Goal of the exercise
Return the passage of the SDL email below from "So, from SDL-1.2.13, I" up to and including "Nice wave effect...", copied word for word.

Study text
From: John Klassa <john at klassa.com>
To: Kragen Javier Sitaker <kragen at pobox.com>
Subject: Re: wave mechanics in C with SDL


Interesting...  I'd never installed SDL on my MacOS box, so I gave it  
a whirl.

I downloaded SDL-1.2.13.dmg and SDL-devel-1.2.13-extras.dmg, thinking  
I'd need the latter in order to build anything.  Turns out, all you  
need (at least for your example) is SDL proper.

So, from SDL-1.2.13, I copied SDL.framework into /Library/Frameworks,  
then copied the (apparently required) SDLMain.m to /usr/local/lib (for  
lack of a better place).

To build it, I did:

gcc -O5 -fomit-frame-pointer -g \
	-I /Library/Frameworks/SDL.framework/Headers \
	kragen.c /usr/local/lib/SDLMain.m \
	-framework SDL -framework Cocoa -Wall -o kragen

and then ran it.  It worked!  Nice wave effect...

Thanks for sharing!

JK

--
John Klassa | john at klassa.com




On Jan 5, 2008, at 3:37 AM, Kragen Javier Sitaker wrote:

>I wanted to see how much faster I could get in C than in Python.  The
>answer so far is only about five times.
>
>// A simple little wave-mechanics display thing in SDL, by Kragen
>// Javier Sitaker, 2007-12-07 and 08.
>
>// Originally I wrote it in Python with PyGame (49 lines of code), but
>// I was disappointed with how slowly it ran, about 17fps on my
>// PIII-Coppermine-700 at 320x240.  So I thought I'd try writing it in
>// C to see how much faster it was, and much to my surprise, it was
>// only something like 50% faster at 26fps --- although the size
>// penalty was not as bad as I thought, as my first C version is only
>// about 70 lines of code.  And it was fast to write!  It took under
>// an hour.  Let's hear it for SDL!

Given entries
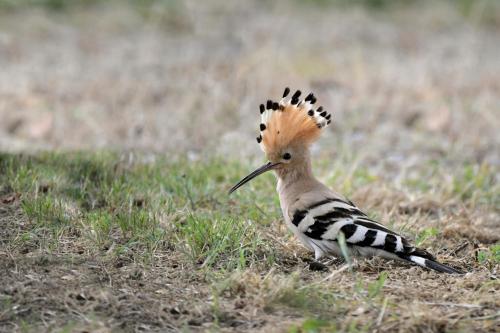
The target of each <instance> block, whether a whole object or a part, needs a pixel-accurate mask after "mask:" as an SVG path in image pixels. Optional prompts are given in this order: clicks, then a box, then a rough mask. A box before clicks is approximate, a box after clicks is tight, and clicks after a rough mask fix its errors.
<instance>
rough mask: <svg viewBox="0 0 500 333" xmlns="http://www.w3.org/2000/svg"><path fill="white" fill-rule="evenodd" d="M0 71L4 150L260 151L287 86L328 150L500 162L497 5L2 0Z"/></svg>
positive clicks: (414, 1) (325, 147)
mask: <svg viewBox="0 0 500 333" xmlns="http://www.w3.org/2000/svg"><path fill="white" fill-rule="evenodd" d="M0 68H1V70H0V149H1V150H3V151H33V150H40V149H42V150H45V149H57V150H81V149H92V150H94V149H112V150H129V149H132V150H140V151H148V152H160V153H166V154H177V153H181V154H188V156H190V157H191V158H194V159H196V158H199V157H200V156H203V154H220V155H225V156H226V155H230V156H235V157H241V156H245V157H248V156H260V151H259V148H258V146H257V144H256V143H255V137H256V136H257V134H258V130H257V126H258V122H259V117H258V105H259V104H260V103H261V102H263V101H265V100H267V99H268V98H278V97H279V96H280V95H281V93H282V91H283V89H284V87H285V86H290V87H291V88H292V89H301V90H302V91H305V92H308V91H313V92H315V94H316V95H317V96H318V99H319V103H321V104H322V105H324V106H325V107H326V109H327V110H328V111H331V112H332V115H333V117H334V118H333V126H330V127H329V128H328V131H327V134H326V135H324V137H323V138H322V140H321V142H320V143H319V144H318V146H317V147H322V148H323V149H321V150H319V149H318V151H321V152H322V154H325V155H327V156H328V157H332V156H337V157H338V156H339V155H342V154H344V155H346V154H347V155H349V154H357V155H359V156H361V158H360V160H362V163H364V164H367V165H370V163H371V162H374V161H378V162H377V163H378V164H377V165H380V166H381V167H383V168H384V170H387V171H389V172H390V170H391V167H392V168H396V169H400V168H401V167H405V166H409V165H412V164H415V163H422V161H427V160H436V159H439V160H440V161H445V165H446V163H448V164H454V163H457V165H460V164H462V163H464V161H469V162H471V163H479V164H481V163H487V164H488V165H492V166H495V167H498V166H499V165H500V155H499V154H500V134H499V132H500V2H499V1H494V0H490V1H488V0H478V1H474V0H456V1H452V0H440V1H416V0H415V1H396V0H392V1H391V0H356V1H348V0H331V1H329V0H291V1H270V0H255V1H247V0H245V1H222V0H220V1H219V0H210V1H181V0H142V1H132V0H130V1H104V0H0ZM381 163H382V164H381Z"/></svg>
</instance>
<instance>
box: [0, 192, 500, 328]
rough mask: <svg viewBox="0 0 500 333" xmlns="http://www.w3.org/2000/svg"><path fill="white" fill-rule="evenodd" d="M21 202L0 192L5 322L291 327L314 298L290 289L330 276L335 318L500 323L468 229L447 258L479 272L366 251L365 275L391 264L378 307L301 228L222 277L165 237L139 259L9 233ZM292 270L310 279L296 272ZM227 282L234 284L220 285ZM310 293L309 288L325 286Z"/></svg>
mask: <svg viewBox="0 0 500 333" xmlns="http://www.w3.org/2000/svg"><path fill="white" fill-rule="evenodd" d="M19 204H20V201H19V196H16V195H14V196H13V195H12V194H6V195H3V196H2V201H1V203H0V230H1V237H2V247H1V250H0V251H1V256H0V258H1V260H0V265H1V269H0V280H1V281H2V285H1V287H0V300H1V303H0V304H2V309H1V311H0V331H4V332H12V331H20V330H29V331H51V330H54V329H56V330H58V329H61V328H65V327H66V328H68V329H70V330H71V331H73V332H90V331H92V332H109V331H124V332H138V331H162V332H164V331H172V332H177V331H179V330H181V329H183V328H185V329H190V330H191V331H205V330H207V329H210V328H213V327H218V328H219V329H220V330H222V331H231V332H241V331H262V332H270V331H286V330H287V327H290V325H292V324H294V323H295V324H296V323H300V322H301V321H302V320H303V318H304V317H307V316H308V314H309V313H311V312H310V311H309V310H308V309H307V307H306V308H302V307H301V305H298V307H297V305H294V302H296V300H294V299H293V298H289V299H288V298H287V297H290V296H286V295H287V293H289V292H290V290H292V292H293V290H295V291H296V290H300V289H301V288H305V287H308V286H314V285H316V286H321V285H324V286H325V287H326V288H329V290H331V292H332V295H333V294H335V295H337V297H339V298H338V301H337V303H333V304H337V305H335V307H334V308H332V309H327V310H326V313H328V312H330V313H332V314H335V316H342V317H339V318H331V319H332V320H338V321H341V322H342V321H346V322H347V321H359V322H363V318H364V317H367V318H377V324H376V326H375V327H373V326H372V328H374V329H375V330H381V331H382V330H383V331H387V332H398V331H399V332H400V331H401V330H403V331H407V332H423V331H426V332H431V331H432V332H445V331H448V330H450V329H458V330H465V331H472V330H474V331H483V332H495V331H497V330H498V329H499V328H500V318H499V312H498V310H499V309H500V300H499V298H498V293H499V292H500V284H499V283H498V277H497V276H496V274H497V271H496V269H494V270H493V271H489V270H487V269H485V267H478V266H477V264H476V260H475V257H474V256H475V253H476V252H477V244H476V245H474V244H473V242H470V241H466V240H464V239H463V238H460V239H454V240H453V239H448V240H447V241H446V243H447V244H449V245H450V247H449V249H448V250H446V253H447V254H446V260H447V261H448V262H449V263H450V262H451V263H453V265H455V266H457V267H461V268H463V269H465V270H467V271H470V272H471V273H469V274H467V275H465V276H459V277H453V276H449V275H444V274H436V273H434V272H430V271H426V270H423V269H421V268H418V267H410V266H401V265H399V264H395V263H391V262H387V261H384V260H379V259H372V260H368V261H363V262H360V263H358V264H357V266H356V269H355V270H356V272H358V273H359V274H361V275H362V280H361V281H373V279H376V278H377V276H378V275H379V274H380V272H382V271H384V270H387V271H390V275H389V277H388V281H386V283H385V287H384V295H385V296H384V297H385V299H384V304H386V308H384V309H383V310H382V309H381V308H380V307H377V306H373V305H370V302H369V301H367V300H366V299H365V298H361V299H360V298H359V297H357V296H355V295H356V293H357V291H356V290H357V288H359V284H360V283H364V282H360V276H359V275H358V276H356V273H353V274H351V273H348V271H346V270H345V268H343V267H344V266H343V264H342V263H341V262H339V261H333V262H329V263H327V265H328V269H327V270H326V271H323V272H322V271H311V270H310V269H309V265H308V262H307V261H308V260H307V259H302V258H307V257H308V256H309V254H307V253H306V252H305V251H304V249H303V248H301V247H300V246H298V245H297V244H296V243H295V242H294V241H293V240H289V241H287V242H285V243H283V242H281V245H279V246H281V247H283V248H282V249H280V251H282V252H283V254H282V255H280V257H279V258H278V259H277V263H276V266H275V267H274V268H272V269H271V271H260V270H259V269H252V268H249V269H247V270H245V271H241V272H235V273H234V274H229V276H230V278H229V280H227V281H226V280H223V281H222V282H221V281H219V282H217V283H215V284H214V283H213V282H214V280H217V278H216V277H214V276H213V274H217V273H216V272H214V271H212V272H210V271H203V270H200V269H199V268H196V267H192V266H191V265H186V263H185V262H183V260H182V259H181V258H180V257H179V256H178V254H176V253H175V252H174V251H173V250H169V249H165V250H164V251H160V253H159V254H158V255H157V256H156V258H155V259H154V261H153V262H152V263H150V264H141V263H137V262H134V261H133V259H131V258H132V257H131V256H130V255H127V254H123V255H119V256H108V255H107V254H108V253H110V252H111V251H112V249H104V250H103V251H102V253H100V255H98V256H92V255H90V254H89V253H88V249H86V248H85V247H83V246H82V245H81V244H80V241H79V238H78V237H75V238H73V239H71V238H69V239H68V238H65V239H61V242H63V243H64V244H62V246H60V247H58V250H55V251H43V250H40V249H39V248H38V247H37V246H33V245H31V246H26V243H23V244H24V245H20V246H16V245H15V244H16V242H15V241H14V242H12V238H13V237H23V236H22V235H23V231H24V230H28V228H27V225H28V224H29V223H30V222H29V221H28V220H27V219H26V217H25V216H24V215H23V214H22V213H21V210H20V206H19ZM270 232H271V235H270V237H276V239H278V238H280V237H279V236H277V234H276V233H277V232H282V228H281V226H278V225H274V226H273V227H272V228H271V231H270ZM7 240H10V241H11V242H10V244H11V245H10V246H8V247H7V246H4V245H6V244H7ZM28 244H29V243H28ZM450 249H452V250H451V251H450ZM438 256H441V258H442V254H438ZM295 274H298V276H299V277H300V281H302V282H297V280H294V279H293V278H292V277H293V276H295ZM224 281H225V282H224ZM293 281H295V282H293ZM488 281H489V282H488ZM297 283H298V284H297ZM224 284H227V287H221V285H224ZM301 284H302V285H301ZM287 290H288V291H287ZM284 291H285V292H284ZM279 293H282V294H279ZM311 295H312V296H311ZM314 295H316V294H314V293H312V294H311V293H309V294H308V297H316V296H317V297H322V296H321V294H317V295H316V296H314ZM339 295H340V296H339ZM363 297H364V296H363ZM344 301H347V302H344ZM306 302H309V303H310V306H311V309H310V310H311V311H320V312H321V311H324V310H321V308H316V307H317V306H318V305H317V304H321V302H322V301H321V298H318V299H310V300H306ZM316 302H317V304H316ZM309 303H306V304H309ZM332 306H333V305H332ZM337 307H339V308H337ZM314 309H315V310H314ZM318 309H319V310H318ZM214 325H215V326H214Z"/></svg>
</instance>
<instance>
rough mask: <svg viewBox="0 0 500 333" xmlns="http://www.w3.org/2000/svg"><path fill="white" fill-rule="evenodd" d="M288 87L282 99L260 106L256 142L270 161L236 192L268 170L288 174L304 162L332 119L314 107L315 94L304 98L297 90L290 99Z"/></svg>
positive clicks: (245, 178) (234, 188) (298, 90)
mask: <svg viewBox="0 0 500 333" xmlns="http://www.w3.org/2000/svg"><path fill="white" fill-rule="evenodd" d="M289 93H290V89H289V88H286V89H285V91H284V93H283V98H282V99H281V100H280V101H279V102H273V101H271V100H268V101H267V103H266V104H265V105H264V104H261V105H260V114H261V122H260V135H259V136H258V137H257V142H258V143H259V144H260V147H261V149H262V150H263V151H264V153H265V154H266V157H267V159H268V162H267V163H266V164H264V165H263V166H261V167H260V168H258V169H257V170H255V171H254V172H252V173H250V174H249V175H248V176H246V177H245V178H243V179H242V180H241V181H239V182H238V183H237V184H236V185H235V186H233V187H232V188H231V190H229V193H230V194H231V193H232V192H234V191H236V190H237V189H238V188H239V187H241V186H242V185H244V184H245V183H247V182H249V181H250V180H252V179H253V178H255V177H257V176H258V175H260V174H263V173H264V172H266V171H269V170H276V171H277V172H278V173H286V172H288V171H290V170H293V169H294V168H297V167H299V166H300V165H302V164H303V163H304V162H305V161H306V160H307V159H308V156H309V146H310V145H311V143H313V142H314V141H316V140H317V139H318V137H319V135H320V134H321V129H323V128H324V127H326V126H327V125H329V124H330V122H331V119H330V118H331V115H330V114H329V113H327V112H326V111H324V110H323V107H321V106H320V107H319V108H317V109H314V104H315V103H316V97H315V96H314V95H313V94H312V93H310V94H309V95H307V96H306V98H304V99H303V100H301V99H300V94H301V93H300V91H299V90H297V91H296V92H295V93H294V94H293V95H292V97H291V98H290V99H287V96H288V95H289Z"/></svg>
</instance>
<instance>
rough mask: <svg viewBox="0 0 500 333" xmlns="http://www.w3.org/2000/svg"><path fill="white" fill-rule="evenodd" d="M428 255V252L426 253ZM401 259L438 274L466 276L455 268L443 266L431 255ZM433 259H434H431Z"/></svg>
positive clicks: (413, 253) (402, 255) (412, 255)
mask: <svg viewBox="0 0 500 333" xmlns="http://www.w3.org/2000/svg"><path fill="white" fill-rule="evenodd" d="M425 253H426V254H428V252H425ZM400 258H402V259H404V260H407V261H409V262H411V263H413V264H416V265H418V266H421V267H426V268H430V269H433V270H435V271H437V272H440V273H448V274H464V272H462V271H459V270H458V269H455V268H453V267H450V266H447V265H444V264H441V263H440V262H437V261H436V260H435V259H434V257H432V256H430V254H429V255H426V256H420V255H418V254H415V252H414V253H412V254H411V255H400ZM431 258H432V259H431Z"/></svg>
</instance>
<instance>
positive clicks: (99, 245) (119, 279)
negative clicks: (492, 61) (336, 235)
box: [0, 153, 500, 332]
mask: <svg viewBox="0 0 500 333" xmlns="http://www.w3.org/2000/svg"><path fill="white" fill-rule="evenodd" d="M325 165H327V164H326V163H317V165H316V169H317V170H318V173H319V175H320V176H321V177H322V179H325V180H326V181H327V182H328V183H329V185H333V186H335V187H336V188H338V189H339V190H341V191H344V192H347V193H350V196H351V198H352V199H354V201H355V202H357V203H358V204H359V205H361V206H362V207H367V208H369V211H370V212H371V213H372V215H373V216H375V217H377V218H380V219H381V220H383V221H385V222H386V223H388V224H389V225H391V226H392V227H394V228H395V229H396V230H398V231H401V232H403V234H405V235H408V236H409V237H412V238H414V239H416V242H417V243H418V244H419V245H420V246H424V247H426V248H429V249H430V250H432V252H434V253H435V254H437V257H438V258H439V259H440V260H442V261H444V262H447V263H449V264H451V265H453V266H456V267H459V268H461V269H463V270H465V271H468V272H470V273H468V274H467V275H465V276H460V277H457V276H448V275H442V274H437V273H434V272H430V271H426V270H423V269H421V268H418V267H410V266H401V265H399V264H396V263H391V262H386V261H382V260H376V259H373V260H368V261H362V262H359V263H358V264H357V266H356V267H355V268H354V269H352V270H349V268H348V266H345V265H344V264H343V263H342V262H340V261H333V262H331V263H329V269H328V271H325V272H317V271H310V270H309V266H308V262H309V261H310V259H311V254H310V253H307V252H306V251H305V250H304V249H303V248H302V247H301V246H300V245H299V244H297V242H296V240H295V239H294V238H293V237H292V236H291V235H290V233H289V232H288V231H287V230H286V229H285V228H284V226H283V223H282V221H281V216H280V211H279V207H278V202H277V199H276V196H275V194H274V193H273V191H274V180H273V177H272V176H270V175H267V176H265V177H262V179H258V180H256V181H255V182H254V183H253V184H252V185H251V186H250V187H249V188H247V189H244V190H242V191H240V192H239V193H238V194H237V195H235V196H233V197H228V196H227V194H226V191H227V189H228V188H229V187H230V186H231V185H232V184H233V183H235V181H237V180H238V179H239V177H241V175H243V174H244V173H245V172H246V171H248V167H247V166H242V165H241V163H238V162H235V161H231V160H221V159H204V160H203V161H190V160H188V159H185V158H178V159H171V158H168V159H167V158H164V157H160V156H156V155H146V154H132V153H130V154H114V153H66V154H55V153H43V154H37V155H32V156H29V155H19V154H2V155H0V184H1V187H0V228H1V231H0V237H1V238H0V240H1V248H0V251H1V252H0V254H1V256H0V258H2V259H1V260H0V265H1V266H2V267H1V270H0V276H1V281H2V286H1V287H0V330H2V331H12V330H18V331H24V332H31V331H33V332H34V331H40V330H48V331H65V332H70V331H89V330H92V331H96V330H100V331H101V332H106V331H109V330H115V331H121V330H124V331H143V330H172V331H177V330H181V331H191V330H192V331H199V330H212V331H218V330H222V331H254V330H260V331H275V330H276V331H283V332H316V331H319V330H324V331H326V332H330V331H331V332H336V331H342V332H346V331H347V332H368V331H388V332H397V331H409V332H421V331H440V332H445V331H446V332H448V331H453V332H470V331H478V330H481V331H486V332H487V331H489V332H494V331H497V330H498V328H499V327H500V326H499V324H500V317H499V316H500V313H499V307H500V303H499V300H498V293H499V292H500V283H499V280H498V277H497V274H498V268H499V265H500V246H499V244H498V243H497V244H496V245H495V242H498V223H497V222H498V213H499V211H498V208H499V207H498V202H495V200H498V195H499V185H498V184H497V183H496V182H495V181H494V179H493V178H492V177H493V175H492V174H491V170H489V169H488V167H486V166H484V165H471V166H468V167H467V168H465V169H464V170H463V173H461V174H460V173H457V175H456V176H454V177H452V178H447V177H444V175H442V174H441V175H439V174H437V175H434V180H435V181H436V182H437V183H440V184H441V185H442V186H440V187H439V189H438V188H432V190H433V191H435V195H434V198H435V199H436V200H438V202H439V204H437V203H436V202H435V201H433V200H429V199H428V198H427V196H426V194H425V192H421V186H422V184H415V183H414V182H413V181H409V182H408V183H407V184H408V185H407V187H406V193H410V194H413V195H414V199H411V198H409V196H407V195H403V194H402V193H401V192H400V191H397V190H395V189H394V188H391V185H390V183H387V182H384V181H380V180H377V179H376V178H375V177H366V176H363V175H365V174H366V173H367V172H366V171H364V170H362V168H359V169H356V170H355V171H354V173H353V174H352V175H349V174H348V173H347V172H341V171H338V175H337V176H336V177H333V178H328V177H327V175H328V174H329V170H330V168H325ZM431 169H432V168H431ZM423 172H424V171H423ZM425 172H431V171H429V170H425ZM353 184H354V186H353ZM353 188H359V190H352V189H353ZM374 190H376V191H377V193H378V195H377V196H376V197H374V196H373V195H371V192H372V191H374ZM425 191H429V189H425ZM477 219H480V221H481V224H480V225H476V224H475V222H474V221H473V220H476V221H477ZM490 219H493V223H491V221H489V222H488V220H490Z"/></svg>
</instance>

Final answer
So, from SDL-1.2.13, I copied SDL.framework into /Library/Frameworks,  
then copied the (apparently required) SDLMain.m to /usr/local/lib (for  
lack of a better place).

To build it, I did:

gcc -O5 -fomit-frame-pointer -g \
	-I /Library/Frameworks/SDL.framework/Headers \
	kragen.c /usr/local/lib/SDLMain.m \
	-framework SDL -framework Cocoa -Wall -o kragen

and then ran it.  It worked!  Nice wave effect...